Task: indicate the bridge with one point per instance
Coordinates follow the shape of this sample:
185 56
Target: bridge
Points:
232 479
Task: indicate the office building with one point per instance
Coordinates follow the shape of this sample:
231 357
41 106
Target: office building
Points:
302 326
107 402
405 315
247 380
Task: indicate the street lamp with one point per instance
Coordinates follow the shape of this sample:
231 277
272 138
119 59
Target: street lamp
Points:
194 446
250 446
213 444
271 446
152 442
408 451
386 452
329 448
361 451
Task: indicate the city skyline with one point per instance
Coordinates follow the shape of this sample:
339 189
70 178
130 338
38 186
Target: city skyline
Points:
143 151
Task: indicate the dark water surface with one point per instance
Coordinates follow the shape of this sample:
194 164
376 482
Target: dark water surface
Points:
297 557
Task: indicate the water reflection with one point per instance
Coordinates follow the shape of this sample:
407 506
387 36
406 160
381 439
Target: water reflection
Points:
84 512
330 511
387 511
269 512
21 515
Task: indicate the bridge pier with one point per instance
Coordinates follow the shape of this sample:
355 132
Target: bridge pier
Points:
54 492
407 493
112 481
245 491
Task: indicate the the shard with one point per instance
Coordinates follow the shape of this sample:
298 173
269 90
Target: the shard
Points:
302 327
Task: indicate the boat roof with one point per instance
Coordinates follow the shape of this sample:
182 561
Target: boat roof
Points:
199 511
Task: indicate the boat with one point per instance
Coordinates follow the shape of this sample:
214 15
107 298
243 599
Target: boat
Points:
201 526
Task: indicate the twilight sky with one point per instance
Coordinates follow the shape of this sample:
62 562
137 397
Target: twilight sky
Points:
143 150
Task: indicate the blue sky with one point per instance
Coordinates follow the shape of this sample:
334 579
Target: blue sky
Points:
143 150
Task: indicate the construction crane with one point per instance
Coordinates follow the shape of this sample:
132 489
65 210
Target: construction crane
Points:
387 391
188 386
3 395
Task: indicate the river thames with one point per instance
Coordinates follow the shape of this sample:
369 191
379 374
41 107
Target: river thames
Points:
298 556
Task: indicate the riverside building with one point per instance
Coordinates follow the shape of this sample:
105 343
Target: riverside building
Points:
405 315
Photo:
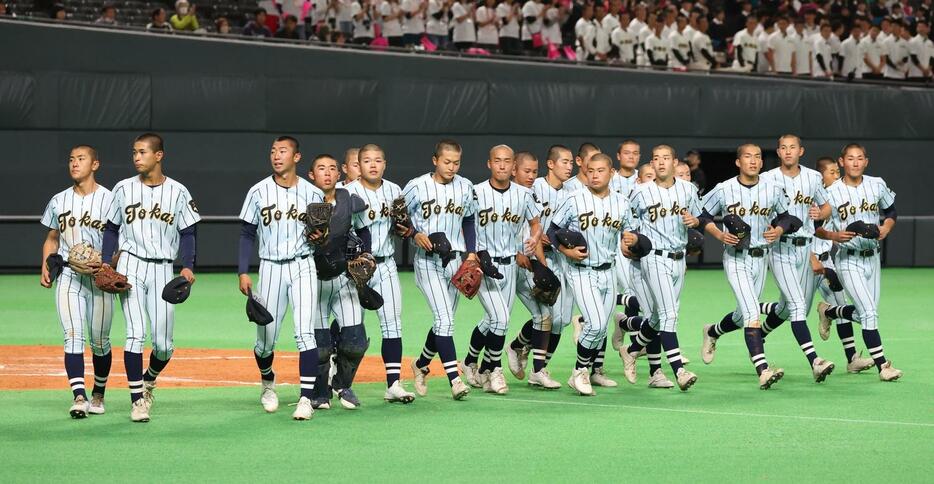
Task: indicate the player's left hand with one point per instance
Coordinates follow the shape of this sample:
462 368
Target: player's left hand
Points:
188 275
772 234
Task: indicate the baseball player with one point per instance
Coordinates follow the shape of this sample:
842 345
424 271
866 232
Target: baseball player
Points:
274 213
75 215
337 295
601 216
379 194
543 331
441 202
664 210
504 208
862 198
789 257
151 221
762 205
833 306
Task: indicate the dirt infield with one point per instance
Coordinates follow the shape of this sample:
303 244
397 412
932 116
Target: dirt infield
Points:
42 367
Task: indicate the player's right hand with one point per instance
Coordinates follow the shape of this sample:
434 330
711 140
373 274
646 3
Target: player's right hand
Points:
423 241
246 284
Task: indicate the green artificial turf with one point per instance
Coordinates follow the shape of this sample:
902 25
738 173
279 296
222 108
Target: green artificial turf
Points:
850 428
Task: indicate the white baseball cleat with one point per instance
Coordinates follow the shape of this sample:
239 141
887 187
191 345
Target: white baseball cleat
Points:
685 379
821 369
580 382
514 360
459 389
397 393
859 363
659 380
139 412
79 408
543 379
268 397
303 410
708 346
97 404
889 372
599 378
421 386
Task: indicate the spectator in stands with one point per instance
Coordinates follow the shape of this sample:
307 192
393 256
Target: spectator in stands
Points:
289 29
108 15
257 26
221 25
184 18
158 23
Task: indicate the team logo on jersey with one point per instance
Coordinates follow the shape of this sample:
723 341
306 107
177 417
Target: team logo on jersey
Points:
430 207
848 209
270 213
587 220
65 220
738 209
657 210
488 215
135 212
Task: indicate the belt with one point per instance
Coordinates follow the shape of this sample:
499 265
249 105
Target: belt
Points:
752 252
796 241
154 261
671 255
601 267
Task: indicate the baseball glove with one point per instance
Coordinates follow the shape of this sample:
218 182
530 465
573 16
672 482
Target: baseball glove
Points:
108 280
318 217
467 278
361 269
400 217
84 258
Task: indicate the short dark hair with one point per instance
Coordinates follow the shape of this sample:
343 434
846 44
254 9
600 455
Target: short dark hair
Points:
155 141
291 140
447 144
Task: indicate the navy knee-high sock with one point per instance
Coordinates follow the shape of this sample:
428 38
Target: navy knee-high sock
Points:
477 343
74 369
308 371
391 350
102 364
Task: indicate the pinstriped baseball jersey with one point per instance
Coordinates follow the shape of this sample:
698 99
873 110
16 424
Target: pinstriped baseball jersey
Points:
379 202
549 198
601 220
78 218
279 215
151 217
802 191
863 202
658 211
501 216
756 205
434 207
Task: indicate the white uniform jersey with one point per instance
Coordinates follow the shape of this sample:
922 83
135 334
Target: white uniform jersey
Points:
434 207
802 191
501 216
549 198
601 221
864 202
756 205
78 218
379 203
657 212
750 49
279 215
151 217
782 46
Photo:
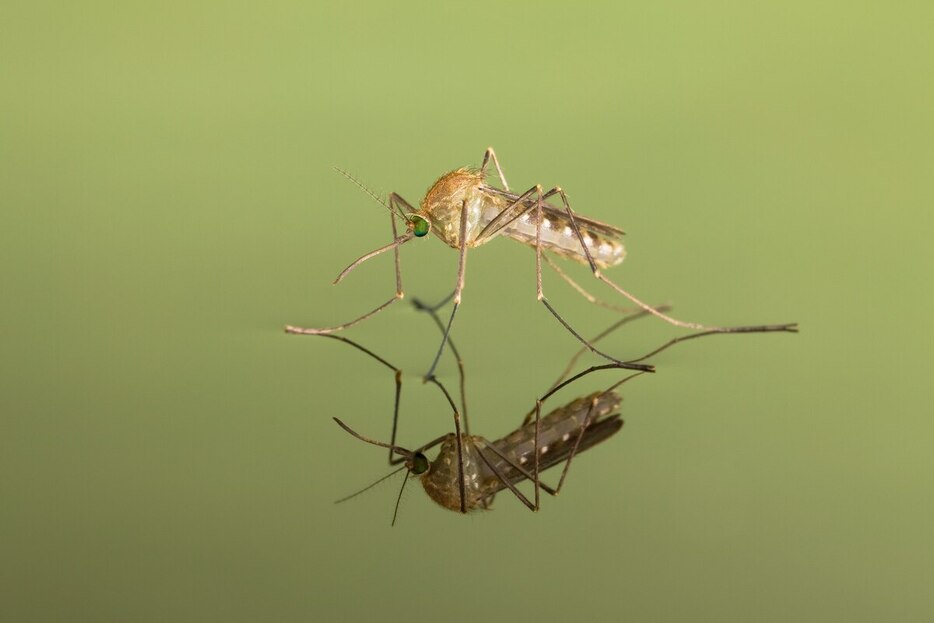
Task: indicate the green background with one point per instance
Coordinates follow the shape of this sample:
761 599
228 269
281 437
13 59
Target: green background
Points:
167 204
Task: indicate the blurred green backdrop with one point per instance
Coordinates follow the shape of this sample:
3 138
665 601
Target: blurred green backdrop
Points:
167 203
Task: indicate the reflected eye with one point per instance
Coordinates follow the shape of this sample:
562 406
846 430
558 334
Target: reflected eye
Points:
420 226
419 464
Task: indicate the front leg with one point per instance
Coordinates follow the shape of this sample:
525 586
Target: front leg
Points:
789 327
394 245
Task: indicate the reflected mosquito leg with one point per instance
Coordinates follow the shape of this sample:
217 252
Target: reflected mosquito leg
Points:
502 478
462 482
422 306
457 357
541 297
398 379
461 268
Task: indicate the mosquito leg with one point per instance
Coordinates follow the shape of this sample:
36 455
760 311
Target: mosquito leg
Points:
790 327
461 267
491 155
397 242
580 290
398 378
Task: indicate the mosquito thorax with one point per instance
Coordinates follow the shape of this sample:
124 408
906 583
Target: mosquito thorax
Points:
420 226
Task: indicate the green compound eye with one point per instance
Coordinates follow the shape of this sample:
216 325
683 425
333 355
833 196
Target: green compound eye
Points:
419 464
420 226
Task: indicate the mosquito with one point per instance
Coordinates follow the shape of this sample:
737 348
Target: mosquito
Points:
465 211
470 470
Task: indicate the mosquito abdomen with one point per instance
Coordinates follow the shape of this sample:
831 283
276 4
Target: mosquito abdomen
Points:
558 432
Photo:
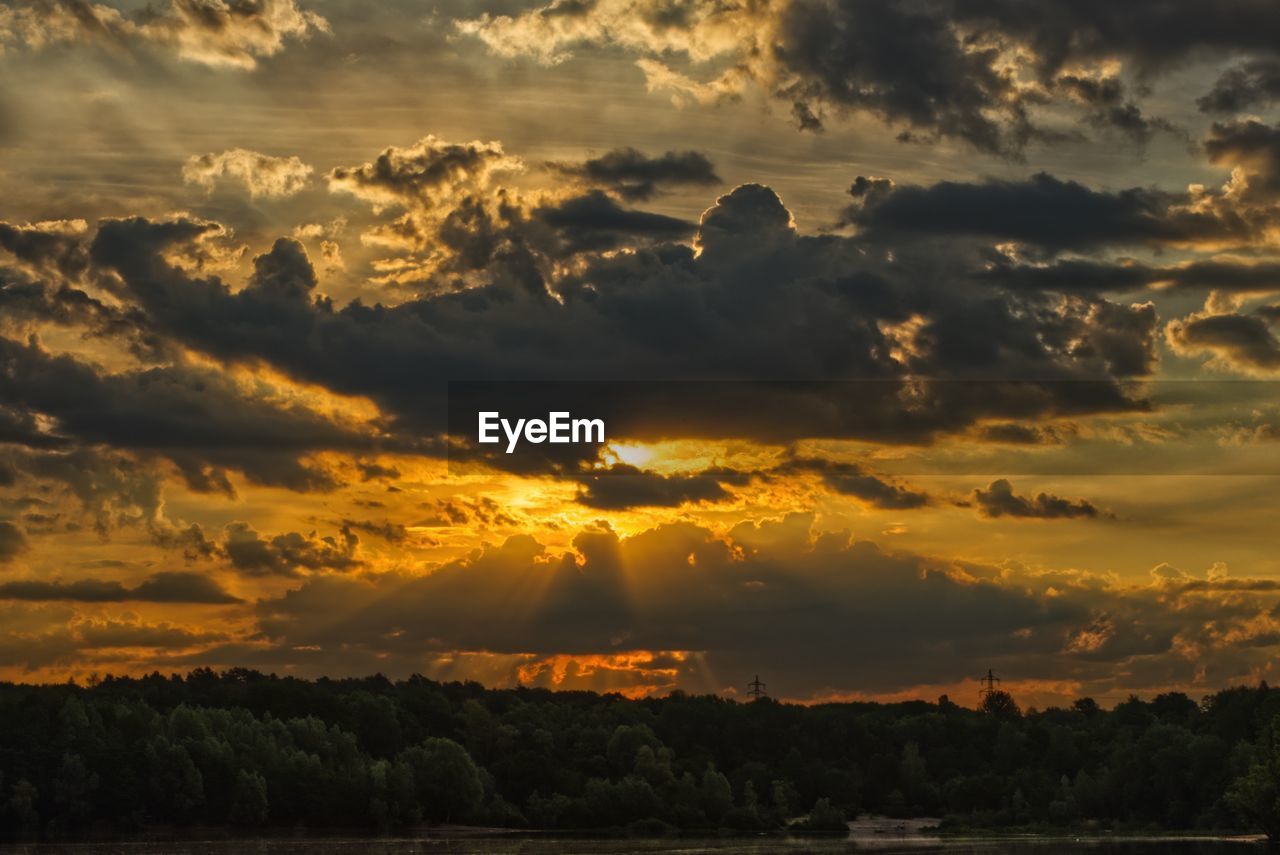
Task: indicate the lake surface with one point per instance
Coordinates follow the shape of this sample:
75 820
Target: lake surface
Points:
664 846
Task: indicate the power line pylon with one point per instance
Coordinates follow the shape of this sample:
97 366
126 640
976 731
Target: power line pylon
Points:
988 685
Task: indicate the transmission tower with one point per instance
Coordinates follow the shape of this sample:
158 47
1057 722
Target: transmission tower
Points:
988 685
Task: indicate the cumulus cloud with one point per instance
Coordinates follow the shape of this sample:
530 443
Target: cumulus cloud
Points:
260 174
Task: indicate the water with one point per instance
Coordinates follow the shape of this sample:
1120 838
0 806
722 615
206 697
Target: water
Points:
664 846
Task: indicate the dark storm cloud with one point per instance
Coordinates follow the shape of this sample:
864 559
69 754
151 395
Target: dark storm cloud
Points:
1023 434
287 553
1109 108
1000 501
159 588
679 588
196 417
595 222
1087 277
855 480
1153 35
21 428
755 301
55 246
973 71
1248 85
1252 145
900 62
13 542
211 32
112 488
638 177
1045 211
626 487
1243 342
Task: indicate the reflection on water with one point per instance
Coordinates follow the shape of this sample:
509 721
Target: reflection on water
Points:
661 846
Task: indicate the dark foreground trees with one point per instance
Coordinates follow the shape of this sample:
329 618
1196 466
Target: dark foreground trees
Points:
248 751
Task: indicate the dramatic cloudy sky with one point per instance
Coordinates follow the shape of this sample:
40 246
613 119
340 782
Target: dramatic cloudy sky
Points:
932 335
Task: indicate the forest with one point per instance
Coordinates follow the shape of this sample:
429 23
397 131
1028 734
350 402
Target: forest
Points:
254 753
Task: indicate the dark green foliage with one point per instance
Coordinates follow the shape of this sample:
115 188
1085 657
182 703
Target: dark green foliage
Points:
247 750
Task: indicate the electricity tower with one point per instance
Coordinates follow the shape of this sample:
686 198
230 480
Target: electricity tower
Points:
988 685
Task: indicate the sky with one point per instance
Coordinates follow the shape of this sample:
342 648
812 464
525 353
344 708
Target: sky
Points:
931 335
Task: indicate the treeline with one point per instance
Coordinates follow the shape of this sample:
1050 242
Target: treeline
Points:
246 750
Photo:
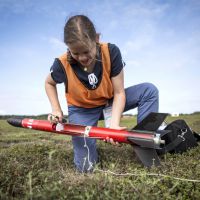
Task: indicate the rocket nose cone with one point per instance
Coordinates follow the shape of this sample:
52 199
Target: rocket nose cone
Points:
15 122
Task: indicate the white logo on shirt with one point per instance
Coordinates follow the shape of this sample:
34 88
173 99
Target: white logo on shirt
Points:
93 80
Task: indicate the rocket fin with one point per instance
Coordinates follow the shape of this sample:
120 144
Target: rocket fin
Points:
151 122
148 157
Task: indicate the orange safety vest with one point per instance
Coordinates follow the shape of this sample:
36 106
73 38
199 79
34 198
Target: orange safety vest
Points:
78 95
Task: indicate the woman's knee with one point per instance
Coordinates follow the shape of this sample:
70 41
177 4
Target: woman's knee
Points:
_____
▸ **Exercise details**
Find "Task: indicate the white logo" in the data above, then repeat that line and all lines after it exactly, ending with the final line.

▸ **Written response**
Task: indicate the white logo on shirt with one point per instance
Coordinates follow the shape of this sample:
34 88
173 99
Target: white logo on shirt
Points:
93 80
Task: indicate the rocket fin with one point per instance
Coordinates follow the shape of this sample:
120 144
Target: rocket fin
Points:
151 122
148 157
Task: indicate the orange safety vest with one point per instance
Coordinates follow the shape of this sample:
36 106
73 38
199 79
34 198
Target: orange safety vest
Points:
78 95
Task: indicate the woman's knee with one point per instance
Coordinates follow the shape of this sample:
70 41
177 4
Target: woman's knee
Points:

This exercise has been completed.